• **Stated goal**
Carry on the devotional address on John 20 shown below, beginning right after its final sentence.

Tuesday 20 April 2010

Devotional Address for Churches Together

The address I gave at tonight's meeting of Churches Together in Central Brighton and Kemptown...

From the Gospel of St John, Chapter 20: 19On the evening of that first day of the week, when the disciples were together, with the doors locked for fear of the Jews, Jesus came and stood among them and said, "Peace be with you!" 20After he said this, he showed them his hands and side. The disciples were overjoyed when they saw the Lord.

21Again Jesus said, "Peace be with you! As the Father has sent me, I am sending you." 22And with that he breathed on them and said, "Receive the Holy Spirit. 23If you forgive anyone his sins, they are forgiven; if you do not forgive them, they are not forgiven." John 20

Brothers and sisters

Like the disciples here we are gathered together in an upper room after the Resurrection of Our Lord. Here we sit around a table, much as the Apostles might have been – gathered together in fellowship, united to each other, as the Apostles were, through our knowledge and love of Jesus Christ. But do we sit here in this upper room as they did, afraid, in fear?

I suspect our initial answer might be “no” and yet a more honest answer might be “yes”... It is easy I think sometimes, for us gainfully employed in the normal routines of running our particular churches, to convince ourselves that we are being bold, we are being seen, we are witnessing, we are aren’t afraid... Yet, the truth of the matter is and particularly in this city in which we all work, the Gospel is not being as perhaps effectively proclaimed as it might be...

• **Data**

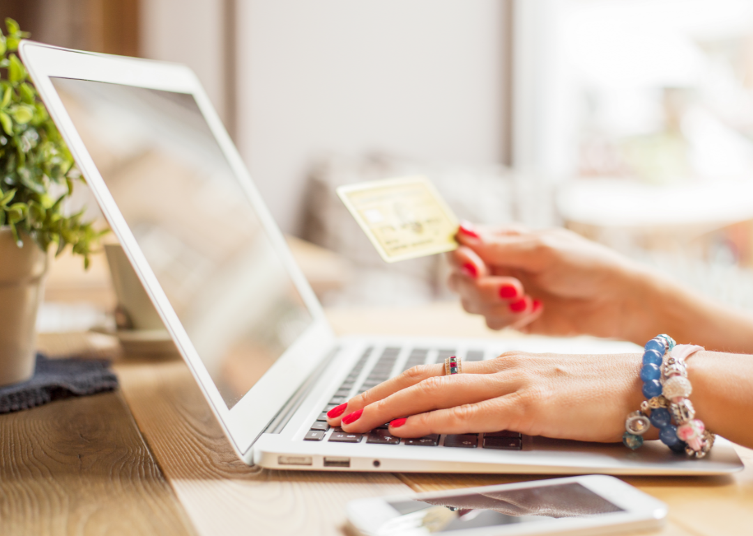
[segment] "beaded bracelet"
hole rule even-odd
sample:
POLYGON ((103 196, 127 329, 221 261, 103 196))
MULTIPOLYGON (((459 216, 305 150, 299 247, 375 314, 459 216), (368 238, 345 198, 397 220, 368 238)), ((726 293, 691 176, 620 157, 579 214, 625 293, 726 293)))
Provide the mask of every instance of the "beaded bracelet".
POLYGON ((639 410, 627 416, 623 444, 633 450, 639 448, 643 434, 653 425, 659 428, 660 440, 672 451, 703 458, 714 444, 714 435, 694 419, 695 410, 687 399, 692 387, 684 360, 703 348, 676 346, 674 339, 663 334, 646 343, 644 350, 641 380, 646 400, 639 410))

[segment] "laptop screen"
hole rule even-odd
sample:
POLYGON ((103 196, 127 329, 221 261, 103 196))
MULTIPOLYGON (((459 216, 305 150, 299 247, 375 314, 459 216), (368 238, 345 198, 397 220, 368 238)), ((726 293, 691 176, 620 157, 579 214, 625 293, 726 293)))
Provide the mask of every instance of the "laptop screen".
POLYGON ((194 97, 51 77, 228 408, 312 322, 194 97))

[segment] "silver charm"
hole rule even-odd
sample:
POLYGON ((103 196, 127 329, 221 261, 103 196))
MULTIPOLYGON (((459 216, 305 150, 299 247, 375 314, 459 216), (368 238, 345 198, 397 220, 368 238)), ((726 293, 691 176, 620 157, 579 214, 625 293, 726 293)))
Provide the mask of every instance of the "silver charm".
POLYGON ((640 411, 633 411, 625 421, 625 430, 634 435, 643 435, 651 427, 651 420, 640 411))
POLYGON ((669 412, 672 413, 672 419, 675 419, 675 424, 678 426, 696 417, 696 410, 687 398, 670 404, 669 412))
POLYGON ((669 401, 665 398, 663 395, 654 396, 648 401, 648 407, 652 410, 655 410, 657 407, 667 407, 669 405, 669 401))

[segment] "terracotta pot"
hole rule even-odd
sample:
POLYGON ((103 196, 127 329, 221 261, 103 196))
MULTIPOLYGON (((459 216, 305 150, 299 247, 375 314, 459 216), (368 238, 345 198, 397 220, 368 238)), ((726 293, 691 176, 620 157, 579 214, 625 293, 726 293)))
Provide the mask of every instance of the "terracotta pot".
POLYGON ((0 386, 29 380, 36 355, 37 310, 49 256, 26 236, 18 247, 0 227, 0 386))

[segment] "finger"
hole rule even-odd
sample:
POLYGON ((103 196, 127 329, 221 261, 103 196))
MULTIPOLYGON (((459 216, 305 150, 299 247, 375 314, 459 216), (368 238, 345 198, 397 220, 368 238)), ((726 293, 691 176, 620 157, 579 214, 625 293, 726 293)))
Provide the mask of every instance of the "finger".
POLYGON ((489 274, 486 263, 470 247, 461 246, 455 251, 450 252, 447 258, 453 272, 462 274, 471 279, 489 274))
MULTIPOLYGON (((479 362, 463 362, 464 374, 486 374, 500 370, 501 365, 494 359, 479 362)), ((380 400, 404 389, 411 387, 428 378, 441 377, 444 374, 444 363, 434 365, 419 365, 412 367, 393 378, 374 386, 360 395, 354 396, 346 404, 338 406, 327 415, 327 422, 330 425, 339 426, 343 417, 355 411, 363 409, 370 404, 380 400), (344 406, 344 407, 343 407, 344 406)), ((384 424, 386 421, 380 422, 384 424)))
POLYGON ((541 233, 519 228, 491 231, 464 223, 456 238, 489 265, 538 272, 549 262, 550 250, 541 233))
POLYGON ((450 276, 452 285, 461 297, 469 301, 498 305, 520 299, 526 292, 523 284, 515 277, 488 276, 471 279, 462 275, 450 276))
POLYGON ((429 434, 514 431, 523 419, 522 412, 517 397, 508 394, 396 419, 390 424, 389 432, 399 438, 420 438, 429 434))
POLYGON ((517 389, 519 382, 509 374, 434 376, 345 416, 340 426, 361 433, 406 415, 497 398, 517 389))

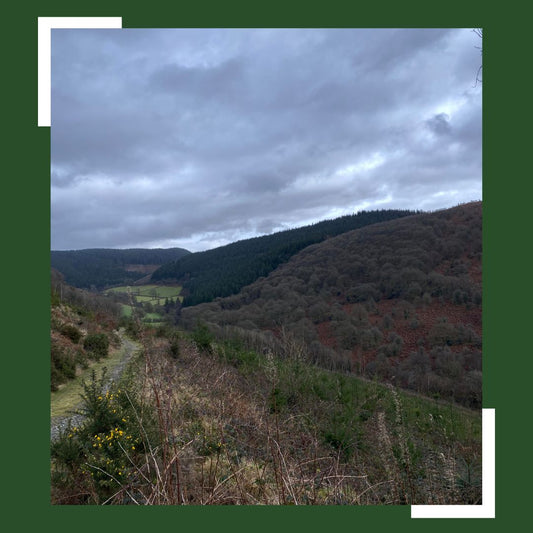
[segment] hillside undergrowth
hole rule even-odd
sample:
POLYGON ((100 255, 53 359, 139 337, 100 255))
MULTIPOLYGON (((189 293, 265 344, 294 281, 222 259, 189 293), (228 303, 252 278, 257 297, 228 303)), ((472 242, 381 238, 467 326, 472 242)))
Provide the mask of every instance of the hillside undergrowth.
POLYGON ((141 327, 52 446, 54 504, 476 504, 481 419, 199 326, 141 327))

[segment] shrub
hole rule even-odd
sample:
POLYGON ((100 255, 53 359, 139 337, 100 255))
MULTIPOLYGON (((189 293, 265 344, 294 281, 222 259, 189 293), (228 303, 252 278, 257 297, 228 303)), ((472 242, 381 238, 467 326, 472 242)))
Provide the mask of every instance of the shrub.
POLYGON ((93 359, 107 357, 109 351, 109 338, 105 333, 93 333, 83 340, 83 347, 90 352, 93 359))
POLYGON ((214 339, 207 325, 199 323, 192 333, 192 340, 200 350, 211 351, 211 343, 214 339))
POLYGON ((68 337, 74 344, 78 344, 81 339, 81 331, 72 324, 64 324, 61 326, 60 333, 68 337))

• **Result for this exercise**
34 I give you a new commandment: love one another. As I have loved you, so you also should love one another. 35 This is how all will know that you are my disciples, if you have love for one another." John 13

I know some of you have heard me say this before, perhaps in conversation or in Lent at lunch or in discussion, but as I see it, the greatest obstacle to the proclamation of the Gospel in our world, is the inability of the world to recognise in us, the churches, God’s love in Christ. We are not recognised as “Christ’s disciples” so often we hear people mock us with the words “how these Christians love one another” a phrase originally written in praise of the Early Church by the pagans and recorded by the historian Tertullian in the 2nd Century, and now said derogatively of us in the 21st Century!

On this evenings agenda is an item “What is the purpose of Churches Together” and, whilst not privy to any prior conversations with anyone as to why it is there, I would venture to suggest that the answer to that question, will decide for us whether we are in fact afraid, whether we do have love one for another and whether we seek to proclaim the Gospel in this city together. For me the answer is simple, we should first seek to love one another in fulfilment of Christ’s command, that out of our love, will be borne a desire for and a witness to the Gospel and the opportunity for our contemporary pagans to remark “how these Christians love one another” full of awe, wonder and curiosity!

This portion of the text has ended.